Input records —
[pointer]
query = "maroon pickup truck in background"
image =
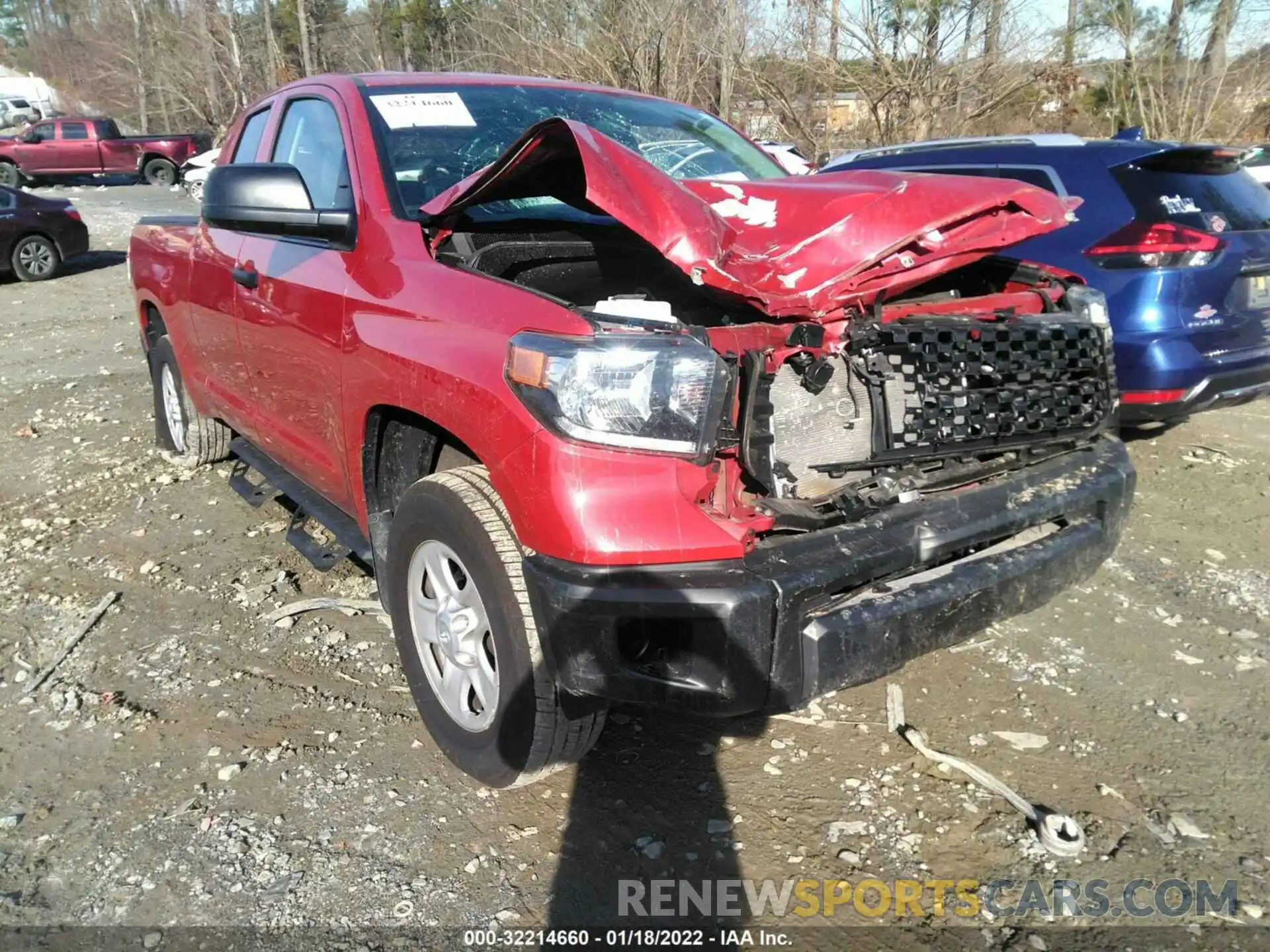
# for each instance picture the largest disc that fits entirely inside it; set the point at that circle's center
(92, 146)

Short exercise —
Write the lines of the records above as a JSON list of strings, one string per line, with blank lines omitted and the pictures left out.

Output for this exercise —
[
  "[pointer]",
  "query = \"maroon pickup truck in background\"",
  "image =",
  "# for each instance picture the largest disc that fits entirely inside it; set the point at that circle's center",
  "(92, 146)"
]